Required work - Which lines in the records below contain the string "coords"? Pick them out and copy each one whole.

— start of Data to process —

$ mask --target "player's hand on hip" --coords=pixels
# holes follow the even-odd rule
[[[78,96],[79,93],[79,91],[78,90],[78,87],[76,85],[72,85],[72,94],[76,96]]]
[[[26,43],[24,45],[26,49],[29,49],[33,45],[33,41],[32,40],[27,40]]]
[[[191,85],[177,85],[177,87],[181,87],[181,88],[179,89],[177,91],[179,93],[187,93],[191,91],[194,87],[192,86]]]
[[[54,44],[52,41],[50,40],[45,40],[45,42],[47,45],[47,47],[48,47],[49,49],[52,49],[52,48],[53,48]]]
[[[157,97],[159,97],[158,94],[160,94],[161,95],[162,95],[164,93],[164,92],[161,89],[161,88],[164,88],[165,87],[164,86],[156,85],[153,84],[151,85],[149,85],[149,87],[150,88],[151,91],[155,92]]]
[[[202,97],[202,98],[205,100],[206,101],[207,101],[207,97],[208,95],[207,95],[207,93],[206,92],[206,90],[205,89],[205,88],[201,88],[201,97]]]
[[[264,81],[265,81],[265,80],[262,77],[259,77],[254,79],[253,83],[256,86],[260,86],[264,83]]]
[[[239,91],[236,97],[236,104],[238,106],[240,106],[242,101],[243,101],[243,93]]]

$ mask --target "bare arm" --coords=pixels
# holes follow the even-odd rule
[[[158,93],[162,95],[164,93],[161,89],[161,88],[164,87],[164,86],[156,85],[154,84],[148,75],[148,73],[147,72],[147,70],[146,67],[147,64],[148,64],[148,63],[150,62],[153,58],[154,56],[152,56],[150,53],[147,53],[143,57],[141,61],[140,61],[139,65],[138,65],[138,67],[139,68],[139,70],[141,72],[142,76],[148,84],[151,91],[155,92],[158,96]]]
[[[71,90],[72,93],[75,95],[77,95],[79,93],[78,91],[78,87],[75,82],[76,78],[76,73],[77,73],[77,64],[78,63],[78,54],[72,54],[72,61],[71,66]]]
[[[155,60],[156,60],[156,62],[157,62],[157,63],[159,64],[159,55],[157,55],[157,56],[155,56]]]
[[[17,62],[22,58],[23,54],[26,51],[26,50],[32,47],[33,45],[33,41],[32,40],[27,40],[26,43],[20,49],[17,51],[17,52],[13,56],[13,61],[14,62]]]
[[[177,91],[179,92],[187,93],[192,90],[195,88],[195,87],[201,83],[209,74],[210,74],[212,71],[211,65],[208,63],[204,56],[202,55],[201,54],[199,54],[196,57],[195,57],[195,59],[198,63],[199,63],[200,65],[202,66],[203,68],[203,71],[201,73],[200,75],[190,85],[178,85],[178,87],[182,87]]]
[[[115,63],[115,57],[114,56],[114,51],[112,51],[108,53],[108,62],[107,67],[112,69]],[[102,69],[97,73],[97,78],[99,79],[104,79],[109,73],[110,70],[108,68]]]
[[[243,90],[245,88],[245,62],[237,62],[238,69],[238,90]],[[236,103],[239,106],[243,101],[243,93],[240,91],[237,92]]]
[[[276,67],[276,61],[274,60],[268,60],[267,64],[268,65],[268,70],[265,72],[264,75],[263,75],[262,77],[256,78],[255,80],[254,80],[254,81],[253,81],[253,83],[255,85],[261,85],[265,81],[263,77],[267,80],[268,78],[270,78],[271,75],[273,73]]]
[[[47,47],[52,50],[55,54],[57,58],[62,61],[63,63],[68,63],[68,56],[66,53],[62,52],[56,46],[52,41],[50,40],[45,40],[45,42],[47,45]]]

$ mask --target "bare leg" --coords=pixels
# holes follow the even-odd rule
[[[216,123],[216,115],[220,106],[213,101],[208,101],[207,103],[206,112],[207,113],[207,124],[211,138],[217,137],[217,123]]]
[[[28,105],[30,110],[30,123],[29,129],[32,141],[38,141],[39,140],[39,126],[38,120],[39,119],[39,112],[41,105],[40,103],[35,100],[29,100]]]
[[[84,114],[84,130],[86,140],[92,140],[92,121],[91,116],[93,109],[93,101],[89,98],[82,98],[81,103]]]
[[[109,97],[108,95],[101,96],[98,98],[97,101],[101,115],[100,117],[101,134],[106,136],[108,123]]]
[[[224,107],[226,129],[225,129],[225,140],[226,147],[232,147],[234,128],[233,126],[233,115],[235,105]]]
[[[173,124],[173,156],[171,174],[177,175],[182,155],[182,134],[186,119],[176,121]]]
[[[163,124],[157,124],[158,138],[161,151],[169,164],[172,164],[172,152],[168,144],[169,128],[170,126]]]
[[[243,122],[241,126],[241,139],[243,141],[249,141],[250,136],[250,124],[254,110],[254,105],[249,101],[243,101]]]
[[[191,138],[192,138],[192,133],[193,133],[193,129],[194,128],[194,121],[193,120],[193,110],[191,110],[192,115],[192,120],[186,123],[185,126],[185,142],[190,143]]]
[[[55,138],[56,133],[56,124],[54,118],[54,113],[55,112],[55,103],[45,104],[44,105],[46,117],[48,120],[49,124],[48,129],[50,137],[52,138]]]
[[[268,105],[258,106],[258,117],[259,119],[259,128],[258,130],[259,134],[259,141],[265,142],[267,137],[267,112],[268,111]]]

— end of Data to process —

Response -
$ mask --target "player's hand on hip" --coords=pixels
$ mask --target "bare arm" --coords=pixels
$ mask --target "bare leg" --coords=pixels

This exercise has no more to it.